» **Rows**
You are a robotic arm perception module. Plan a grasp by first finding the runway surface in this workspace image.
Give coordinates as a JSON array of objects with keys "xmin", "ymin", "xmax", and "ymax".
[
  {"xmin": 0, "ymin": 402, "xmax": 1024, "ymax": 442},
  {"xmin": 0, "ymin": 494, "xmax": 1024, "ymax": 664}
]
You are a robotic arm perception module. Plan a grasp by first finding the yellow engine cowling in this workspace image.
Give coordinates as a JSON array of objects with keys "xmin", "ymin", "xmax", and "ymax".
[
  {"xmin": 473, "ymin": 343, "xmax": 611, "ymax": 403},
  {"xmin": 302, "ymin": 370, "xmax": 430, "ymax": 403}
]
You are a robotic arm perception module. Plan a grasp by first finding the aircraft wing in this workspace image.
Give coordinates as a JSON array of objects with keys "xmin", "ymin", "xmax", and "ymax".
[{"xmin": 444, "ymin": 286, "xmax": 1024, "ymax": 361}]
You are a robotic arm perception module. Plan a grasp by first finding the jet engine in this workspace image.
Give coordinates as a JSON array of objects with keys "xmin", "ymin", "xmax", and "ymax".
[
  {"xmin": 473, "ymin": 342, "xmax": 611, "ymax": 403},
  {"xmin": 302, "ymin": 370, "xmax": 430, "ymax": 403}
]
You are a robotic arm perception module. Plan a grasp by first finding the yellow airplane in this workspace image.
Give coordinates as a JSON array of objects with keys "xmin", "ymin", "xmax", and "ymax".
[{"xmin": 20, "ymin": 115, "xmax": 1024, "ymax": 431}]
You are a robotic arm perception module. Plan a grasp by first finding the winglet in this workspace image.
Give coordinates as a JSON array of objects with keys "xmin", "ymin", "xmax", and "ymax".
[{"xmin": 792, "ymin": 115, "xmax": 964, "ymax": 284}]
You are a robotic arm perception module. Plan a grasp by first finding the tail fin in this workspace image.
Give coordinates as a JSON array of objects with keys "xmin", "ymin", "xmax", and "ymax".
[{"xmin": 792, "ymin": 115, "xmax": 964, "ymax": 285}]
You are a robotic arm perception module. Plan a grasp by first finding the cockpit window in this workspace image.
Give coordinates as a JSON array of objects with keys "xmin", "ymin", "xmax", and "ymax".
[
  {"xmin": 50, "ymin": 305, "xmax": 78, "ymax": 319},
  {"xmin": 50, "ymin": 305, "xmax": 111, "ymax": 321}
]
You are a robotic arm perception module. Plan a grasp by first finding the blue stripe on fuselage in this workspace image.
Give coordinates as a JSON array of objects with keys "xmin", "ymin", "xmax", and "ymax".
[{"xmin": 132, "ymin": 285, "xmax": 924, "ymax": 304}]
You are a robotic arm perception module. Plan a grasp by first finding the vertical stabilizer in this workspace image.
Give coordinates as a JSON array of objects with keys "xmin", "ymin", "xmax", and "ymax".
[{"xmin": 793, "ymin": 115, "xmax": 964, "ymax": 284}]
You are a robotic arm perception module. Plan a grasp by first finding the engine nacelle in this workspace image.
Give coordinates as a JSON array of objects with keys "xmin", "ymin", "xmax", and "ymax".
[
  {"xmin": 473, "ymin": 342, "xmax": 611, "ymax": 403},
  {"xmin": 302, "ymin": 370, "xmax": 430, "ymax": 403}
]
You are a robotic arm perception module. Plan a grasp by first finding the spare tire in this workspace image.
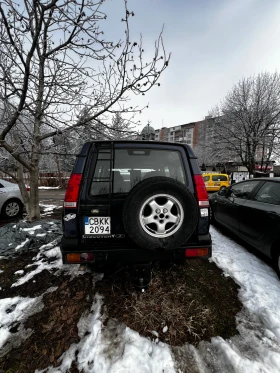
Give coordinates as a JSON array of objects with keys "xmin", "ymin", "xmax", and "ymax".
[{"xmin": 123, "ymin": 176, "xmax": 199, "ymax": 250}]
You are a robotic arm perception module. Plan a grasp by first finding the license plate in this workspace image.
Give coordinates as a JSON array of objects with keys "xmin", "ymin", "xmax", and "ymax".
[{"xmin": 85, "ymin": 216, "xmax": 111, "ymax": 235}]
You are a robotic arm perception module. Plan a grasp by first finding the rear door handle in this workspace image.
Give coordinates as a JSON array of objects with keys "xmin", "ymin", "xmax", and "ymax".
[{"xmin": 266, "ymin": 211, "xmax": 278, "ymax": 219}]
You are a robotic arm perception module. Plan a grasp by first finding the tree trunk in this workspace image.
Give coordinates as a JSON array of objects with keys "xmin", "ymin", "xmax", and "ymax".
[{"xmin": 26, "ymin": 167, "xmax": 41, "ymax": 221}]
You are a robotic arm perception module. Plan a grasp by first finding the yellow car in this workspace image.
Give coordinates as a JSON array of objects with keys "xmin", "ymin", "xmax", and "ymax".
[{"xmin": 203, "ymin": 173, "xmax": 230, "ymax": 192}]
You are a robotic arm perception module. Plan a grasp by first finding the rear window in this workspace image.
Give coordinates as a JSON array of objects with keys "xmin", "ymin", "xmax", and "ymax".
[{"xmin": 90, "ymin": 149, "xmax": 186, "ymax": 196}]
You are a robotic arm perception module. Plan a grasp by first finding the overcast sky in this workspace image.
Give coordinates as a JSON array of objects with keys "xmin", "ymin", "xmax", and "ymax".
[{"xmin": 103, "ymin": 0, "xmax": 280, "ymax": 129}]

» **Exercise aim**
Switch every instance of "workspace image" in the data above to "scene image", keeping all other text unchanged, and reproduce the full result without the pictures.

» **Full output**
You are a robotic arm perception module. Plan a grasp by first finding the runway surface in this scene image.
Give coordinates as a JSON array of objects with keys "xmin", "ymin", "xmax", and "ymax".
[
  {"xmin": 0, "ymin": 402, "xmax": 1024, "ymax": 442},
  {"xmin": 0, "ymin": 494, "xmax": 1024, "ymax": 664}
]
You are a robotic arm perception module. Plan a grasp by first finding the yellow engine cowling in this scene image.
Give coordinates as a JSON array of objects with keys "xmin", "ymin", "xmax", and "ymax".
[
  {"xmin": 473, "ymin": 343, "xmax": 611, "ymax": 403},
  {"xmin": 302, "ymin": 370, "xmax": 430, "ymax": 403}
]
You are a robotic arm perception module. Plan a grasp by first finding the aircraft wing in this scene image.
Give coordinates as a JSON array of objects with keys "xmin", "ymin", "xmax", and "ymax".
[{"xmin": 444, "ymin": 286, "xmax": 1024, "ymax": 361}]
You are a robotic arm perception module. Plan a grasp by first finding the jet engine in this scene image.
Give coordinates as a JSON array of objects with keys "xmin", "ymin", "xmax", and "ymax".
[
  {"xmin": 473, "ymin": 342, "xmax": 611, "ymax": 403},
  {"xmin": 302, "ymin": 370, "xmax": 430, "ymax": 403}
]
You are a robotic arm perception module. Plan a grasp by first finding the yellow airplane in this scene image.
Give coordinates as a JSON array of objects with keys "xmin", "ymin", "xmax", and "ymax".
[{"xmin": 20, "ymin": 115, "xmax": 1024, "ymax": 431}]
You are a robotic arm perception module. Plan a grasp by first finding the winglet in this scene image.
Give coordinates as a JSON array of objects with keys "xmin", "ymin", "xmax", and "ymax".
[{"xmin": 792, "ymin": 115, "xmax": 964, "ymax": 284}]
You are a robotic arm perception module. Plan a grasp by first finding the tail fin in this scene image.
Give coordinates as a JSON array of objects with keys "xmin", "ymin", "xmax", and "ymax".
[{"xmin": 792, "ymin": 115, "xmax": 964, "ymax": 285}]
You are a robotic arm perception module. Plan a grasp by first finding the cockpit window in this scene image.
Give coordinates as a JSON array of objects with keys "xmin", "ymin", "xmax", and "ymax".
[
  {"xmin": 50, "ymin": 305, "xmax": 78, "ymax": 319},
  {"xmin": 50, "ymin": 305, "xmax": 111, "ymax": 321}
]
You are a robotic arm perception module. Plan a grasp by first finding the blue stripe on fuselage in this scene image.
Give coordinates as a JSON array of objects with keys "xmin", "ymin", "xmax", and "ymax".
[{"xmin": 132, "ymin": 285, "xmax": 924, "ymax": 304}]
You are a robotic arm perception module. Plan a grasp by first finding the vertical stabilizer in this scene image.
Give coordinates as a JSON array of objects with keys "xmin", "ymin", "xmax", and "ymax".
[{"xmin": 793, "ymin": 115, "xmax": 964, "ymax": 284}]
You are a robotic arm perception module. Plan a grasp by first finding the engine nacelle in this scene image.
Give coordinates as a JSON array of objects with keys "xmin", "ymin", "xmax", and "ymax".
[
  {"xmin": 473, "ymin": 342, "xmax": 611, "ymax": 403},
  {"xmin": 302, "ymin": 370, "xmax": 430, "ymax": 403}
]
You are a robotic arm perception module. Plan a grasp by first finding the spare tire in this scene image.
Give coordinates as a JSON array of objects with keys "xmin", "ymin", "xmax", and "ymax".
[{"xmin": 123, "ymin": 176, "xmax": 199, "ymax": 250}]
You are a robotic arm perception module. Plan a grasp by first finding the license plate in this scene image.
Give coordinates as a JSON array of objects with keys "xmin", "ymin", "xmax", and "ymax".
[{"xmin": 85, "ymin": 216, "xmax": 111, "ymax": 235}]
You are a robotic arm perception module. Plan a grasp by first finding the rear door handle in this scene image.
Give coordinates as a JSON array of objects with keys "xmin", "ymin", "xmax", and "ymax".
[{"xmin": 266, "ymin": 211, "xmax": 278, "ymax": 219}]
You are a robotic arm perception module. Plan a grasp by first finding the tree trunk in this scene image.
Give coordinates as a JSON array of objects with keys "xmin", "ymin", "xmax", and "ymax".
[{"xmin": 26, "ymin": 167, "xmax": 41, "ymax": 221}]
You are a robotic arm perception module. Plan a grasp by first finding the yellow car in this scene image.
Give coordinates as a JSON array of objects with keys "xmin", "ymin", "xmax", and "ymax".
[{"xmin": 203, "ymin": 173, "xmax": 230, "ymax": 192}]
You are a robotic arm perception module. Plan a grasp by first finding the rear window in this scene image.
Give coordinates as a JSON array of objects with keys "xmin", "ymin", "xmax", and "ymax".
[{"xmin": 90, "ymin": 149, "xmax": 186, "ymax": 196}]
You are a robotic arm perception module. Plan a grasp by first finding the overcast sky in this scene image.
Give coordinates as a JSON array of objects with keys "xmin", "ymin", "xmax", and "ymax".
[{"xmin": 103, "ymin": 0, "xmax": 280, "ymax": 129}]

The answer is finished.